**Directions for this task**
Which lines in the items below contain the word "gets"? Gather each of them and copy it out in full.

**Records for the exercise**

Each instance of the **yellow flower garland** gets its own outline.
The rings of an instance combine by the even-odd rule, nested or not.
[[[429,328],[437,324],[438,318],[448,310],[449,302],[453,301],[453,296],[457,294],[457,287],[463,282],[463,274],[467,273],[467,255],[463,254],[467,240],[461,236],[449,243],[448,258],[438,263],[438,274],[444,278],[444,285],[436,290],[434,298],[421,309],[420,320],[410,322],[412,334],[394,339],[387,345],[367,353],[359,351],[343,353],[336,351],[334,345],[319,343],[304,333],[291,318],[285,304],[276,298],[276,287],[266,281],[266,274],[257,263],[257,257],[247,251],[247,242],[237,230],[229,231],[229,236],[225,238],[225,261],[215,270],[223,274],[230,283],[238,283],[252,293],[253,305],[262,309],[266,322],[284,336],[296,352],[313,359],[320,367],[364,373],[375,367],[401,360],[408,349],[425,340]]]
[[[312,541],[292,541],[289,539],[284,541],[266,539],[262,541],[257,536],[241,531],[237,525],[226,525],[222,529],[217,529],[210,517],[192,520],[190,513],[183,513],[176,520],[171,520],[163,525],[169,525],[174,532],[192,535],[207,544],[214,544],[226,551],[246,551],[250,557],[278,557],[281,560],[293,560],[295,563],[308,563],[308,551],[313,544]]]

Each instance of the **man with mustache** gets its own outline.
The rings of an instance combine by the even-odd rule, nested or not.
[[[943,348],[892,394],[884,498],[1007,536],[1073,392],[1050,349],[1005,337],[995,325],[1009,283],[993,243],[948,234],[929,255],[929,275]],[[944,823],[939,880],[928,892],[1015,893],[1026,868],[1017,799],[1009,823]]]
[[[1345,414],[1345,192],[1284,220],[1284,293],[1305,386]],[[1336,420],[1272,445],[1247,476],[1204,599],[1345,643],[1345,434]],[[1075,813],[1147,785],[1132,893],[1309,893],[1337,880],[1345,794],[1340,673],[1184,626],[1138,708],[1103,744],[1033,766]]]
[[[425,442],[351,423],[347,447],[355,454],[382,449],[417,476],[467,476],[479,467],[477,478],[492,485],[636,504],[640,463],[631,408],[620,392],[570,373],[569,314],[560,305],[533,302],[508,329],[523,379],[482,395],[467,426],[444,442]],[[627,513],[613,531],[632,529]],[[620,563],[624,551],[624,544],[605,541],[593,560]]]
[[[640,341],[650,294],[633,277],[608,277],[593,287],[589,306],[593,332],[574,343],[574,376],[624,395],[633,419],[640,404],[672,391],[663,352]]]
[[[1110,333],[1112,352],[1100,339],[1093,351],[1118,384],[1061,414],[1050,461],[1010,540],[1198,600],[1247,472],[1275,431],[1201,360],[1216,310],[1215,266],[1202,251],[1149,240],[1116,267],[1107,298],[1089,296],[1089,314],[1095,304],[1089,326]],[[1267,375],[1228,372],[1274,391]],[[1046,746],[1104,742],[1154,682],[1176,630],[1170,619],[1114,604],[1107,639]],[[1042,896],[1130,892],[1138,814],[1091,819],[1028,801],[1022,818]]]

* * *

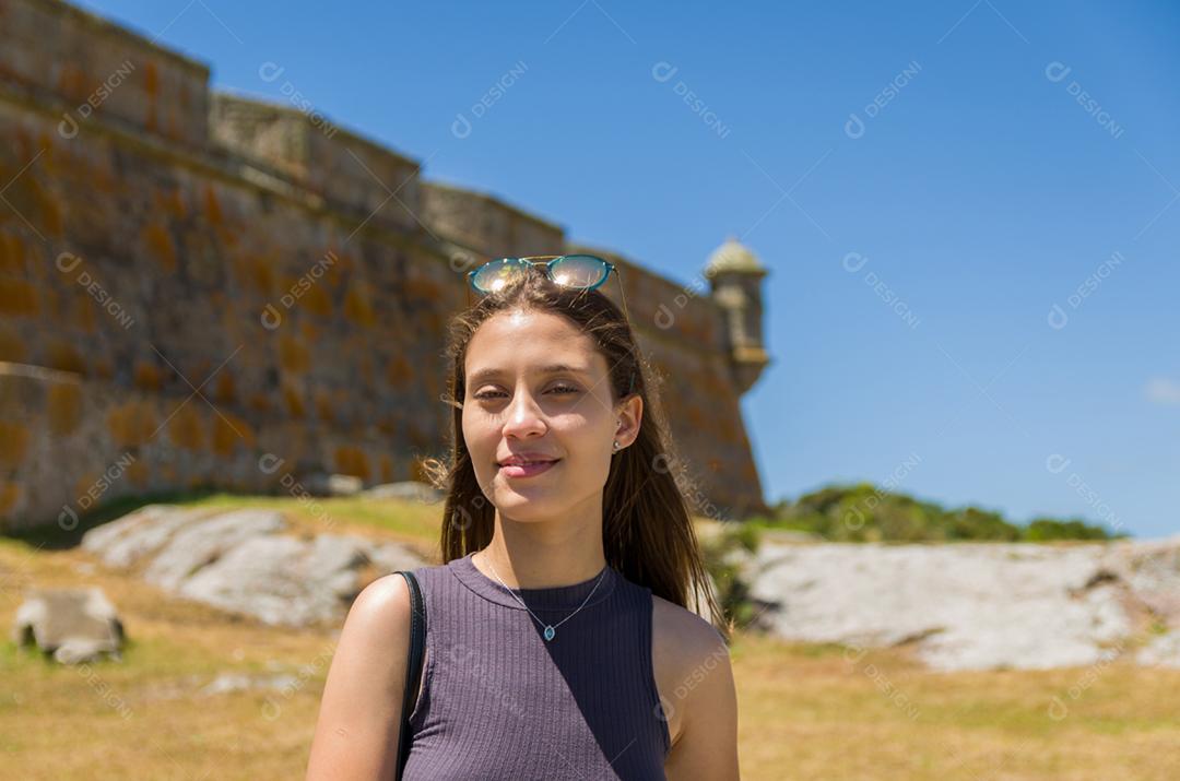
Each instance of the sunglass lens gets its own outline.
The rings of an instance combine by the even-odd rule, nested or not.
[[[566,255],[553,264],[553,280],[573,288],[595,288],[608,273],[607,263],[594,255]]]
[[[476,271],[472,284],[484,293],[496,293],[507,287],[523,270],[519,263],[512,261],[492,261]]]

**Complete answer**
Each instance of the **yellow flower garland** gets its own outline.
Each instance of the **man with mustache** gets its own outline.
Each instance of the sunglass lens gets its own outline.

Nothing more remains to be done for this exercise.